- Task to complete: Going line by line through the records below, count those with the word "coordinates" and give only the count.

Stored data entries:

"""

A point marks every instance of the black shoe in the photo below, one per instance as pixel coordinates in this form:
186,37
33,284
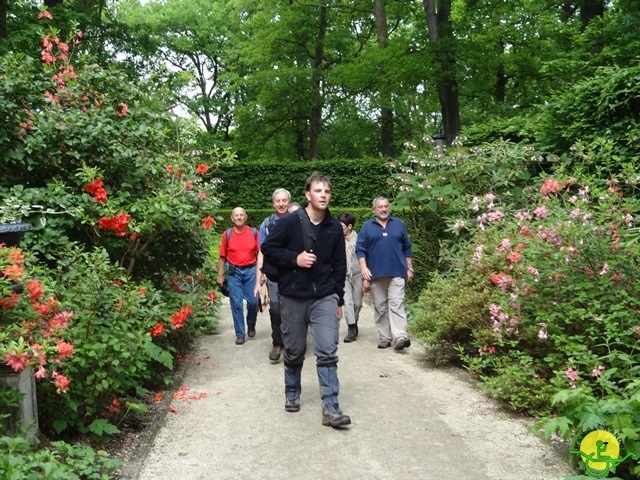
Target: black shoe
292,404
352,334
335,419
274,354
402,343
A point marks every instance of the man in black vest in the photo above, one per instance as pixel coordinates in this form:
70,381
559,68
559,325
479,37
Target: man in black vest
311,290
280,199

"""
"""

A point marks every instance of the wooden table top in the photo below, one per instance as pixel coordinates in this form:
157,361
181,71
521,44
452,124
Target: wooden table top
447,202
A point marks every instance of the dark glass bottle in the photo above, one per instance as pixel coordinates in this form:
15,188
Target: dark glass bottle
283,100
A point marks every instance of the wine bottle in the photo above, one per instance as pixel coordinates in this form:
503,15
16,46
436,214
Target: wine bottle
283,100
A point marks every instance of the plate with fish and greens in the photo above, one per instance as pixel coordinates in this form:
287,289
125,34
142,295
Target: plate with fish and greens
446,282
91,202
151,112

"""

- Exercise answer: 6